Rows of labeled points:
= = = =

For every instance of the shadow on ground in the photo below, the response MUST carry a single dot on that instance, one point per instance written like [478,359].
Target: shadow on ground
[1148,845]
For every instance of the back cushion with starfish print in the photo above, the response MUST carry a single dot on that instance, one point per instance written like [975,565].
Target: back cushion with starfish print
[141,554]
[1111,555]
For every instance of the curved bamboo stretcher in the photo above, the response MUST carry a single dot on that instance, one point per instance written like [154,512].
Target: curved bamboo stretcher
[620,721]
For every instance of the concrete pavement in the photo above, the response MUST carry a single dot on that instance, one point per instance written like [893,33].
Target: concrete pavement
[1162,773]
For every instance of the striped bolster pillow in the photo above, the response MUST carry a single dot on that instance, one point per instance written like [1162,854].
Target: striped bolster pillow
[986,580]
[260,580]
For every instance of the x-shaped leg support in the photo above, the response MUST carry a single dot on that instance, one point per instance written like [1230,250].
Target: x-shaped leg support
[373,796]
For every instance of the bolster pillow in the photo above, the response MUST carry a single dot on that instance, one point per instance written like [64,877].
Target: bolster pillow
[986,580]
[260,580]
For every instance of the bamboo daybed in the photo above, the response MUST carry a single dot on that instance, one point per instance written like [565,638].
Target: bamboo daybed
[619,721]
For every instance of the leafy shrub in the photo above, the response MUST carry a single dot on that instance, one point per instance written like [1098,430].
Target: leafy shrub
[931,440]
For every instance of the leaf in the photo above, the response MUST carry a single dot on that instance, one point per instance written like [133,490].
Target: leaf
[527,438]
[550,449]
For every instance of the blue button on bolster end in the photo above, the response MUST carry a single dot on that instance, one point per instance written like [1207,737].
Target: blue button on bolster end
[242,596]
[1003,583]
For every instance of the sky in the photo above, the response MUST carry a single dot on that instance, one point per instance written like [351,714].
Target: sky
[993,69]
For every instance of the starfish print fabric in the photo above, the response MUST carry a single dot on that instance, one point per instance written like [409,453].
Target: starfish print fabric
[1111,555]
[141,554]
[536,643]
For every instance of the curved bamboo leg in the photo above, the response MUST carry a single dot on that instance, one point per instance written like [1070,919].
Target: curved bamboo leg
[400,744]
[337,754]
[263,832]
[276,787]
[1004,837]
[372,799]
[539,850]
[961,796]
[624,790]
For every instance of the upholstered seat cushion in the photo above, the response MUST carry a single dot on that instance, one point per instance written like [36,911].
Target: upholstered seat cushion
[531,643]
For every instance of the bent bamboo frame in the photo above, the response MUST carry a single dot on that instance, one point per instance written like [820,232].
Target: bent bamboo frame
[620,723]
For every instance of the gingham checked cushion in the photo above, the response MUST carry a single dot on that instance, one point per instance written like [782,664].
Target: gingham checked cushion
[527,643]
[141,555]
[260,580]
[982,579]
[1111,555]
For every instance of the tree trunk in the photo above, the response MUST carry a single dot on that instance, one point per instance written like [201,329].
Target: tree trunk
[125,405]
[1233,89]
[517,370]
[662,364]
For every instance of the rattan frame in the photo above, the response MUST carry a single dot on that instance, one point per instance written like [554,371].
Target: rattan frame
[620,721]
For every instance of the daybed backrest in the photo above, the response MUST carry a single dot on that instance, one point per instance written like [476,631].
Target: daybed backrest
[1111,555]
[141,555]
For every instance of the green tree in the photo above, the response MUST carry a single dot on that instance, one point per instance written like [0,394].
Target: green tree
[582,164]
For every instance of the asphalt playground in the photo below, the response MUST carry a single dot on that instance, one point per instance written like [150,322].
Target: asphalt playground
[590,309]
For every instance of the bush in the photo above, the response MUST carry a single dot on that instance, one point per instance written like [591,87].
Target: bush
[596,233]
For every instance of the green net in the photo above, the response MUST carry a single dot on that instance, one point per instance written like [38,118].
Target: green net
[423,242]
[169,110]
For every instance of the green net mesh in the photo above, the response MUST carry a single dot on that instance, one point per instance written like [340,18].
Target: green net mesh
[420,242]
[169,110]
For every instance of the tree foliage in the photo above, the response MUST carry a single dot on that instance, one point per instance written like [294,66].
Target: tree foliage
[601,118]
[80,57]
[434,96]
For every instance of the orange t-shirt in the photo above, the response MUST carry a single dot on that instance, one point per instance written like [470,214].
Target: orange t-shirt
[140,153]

= = = =

Convert the rows, from the line containing "For every instance of the green tree" through the last row, into a JSON list of strings with one string per line, omitting any blank lines.

• WRITTEN REPLY
[
  "For every instance of the green tree in the photo above, the response MUST carry a single dot on that instance, one point per instance written like [0,394].",
  "Target: green tree",
  "[582,164]",
  "For every instance of the asphalt playground in the photo below, the response MUST carry a single dot on that instance, one point per instance written like [150,322].",
  "Target: asphalt playground",
  "[590,309]",
  "For every instance of the bush in the photo above, the response MUST carry a single dot on that instance, one point per instance written like [591,87].",
  "Target: bush",
  "[596,233]",
  "For every instance of the green net in the photo above, the response MUST carry a single dot on that instance, one point per instance written like [38,118].",
  "Target: green net",
  "[423,242]",
  "[169,110]",
  "For every instance of the green net mesh in the photo above, the response MUST carry a single dot on that instance, one point per instance written like [340,18].",
  "Target: green net mesh",
  "[420,242]",
  "[169,110]",
  "For every instance of the tree foliage in the photo above, the response MUST carry a single dot on that instance, one point per instance written like [294,66].",
  "Target: tree foliage",
  "[601,118]",
  "[80,57]",
  "[434,96]",
  "For every instance of the orange t-shirt in the photo above, the response MUST carry a single dot on that instance, one point per instance written like [470,214].",
  "Target: orange t-shirt",
  "[140,153]"
]